What the exercise asks: Repeat the line that contains "of the water" exactly, along with each following line up to and including the last line of the entries.

(Source data)
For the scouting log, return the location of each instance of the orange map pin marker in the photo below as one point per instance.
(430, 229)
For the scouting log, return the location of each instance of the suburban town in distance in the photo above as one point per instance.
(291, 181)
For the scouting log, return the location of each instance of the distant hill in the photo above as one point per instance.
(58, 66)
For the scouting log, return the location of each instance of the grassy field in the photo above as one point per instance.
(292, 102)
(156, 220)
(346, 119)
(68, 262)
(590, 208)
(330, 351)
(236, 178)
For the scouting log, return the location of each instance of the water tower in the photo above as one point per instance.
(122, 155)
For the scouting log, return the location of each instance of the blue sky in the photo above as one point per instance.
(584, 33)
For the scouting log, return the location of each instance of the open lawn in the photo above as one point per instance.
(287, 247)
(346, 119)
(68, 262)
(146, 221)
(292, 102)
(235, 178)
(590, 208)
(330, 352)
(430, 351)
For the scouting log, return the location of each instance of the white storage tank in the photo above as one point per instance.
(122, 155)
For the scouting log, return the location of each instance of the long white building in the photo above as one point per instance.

Reply:
For the scouting log, return the location of each instance of the water tower in the photo above as one point per instance.
(122, 155)
For the scouting log, return the location of each instance of the blue sky in the photo above as one point per instance.
(584, 33)
For the scouting log, return the location of each instance of the open lawn in the photo above as one point per instance.
(287, 247)
(346, 119)
(68, 262)
(146, 221)
(292, 102)
(235, 178)
(590, 208)
(330, 352)
(430, 351)
For the scouting log, return the location of each instance of the white storage tank in the photo above as one point per instance.
(122, 155)
For the scouting log, return the location of each instance of the long white building in the photo above as one point per instance.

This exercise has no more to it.